Exercise directions: In how many lines of the listing below does "tower" appear? Give only the figure.

Provided data:

Content starts

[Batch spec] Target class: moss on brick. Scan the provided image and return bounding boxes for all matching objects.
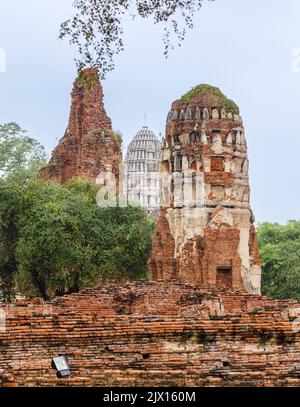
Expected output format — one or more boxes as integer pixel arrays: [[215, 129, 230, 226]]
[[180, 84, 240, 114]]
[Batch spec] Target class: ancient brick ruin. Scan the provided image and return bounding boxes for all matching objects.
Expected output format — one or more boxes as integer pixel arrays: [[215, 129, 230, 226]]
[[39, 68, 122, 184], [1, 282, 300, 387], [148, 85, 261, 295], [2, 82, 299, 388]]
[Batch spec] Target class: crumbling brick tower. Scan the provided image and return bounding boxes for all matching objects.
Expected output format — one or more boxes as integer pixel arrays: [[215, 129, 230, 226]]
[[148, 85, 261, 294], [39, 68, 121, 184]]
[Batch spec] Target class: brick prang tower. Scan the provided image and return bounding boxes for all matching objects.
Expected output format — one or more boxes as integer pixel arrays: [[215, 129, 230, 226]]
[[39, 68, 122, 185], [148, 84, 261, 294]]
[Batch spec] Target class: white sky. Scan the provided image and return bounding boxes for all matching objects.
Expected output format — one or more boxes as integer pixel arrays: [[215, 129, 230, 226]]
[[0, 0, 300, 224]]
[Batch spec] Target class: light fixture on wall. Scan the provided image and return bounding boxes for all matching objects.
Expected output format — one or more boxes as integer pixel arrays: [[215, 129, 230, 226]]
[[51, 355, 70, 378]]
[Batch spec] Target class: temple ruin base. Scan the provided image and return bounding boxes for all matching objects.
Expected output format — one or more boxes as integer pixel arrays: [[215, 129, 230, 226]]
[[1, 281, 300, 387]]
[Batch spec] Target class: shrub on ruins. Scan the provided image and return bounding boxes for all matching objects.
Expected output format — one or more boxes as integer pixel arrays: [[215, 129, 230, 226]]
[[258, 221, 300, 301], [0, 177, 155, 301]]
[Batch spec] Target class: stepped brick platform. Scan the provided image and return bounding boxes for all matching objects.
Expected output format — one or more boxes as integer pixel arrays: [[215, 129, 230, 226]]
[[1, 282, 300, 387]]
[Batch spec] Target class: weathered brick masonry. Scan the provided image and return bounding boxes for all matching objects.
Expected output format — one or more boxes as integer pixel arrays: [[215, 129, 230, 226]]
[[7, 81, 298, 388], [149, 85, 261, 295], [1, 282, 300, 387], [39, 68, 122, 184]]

Content ends
Content starts

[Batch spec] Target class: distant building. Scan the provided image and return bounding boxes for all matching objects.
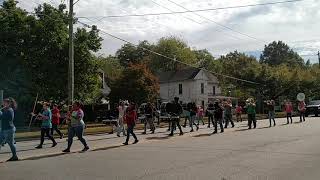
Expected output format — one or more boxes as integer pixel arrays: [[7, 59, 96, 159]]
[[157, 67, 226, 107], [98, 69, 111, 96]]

Content ends
Content starts

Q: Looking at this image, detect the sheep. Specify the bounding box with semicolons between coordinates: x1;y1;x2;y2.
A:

Content ends

The completed task: 2